- **Brano mostrato**
____

Si erge lungo il Viale Margherita di Savoia al numero 38, oggi come a principio del secolo scorso quando a pochi metri si sviluppava il chilometrico percorso della Tramvia che univa la Mondello Liberty alla città storica. Costruita dal più mimetico tra gli allievi basiliani nel 1912, l’edificio si caratterizza per il tipico ritmo formale delle partiture di intonaco che disegnano i quattro prospetti dei due piani armonizzati dal tipizzato elemento turrito che diventa elemento attrattore dell’intera composizione a scala paesaggistica.

Entusiasmanti restano la compostezza degli ornati di fasce marcapiano e fregi decorativi e quella grande corrispondenza tra il disegno su carta e la realizzazione, nella compostezza esemplare di organismi abitativi che, nel plasmare la dimensione privata dell’abitare dei singoli committenti, concorrono ugualmente a definire magistralmente l’intero skyline urbano.

Maioliche policrome, ferri battuti, bugnati, tutti articolati nell’apparente rigidezza a definire la compostezza dell’intera costruzione coperta da semplici tetti a padiglione rivestiti da un manto di tegole marsigliesi, concorrono a definire l’unicità stilistica di questo incantevole esercizio abitativo Belle èpoque.

È bellezza sociale dell’arte, noi la chiamiamo usualmente “architettura”; loro, i titani della città felice dei Florio, la chiamavano semplicemente "pianificazione".

____

- **Dati memorizzati**
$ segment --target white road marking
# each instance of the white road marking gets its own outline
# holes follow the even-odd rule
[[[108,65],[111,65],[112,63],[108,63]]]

____

- **Lavoro richiesto**
Ricopia alla lettera il tratto del brano sull'edificio di Viale Margherita di Savoia che va da "Entusiasmanti restano la" fino a "l’intero skyline urbano." incluso.

- **Risultato finale**
Entusiasmanti restano la compostezza degli ornati di fasce marcapiano e fregi decorativi e quella grande corrispondenza tra il disegno su carta e la realizzazione, nella compostezza esemplare di organismi abitativi che, nel plasmare la dimensione privata dell’abitare dei singoli committenti, concorrono ugualmente a definire magistralmente l’intero skyline urbano.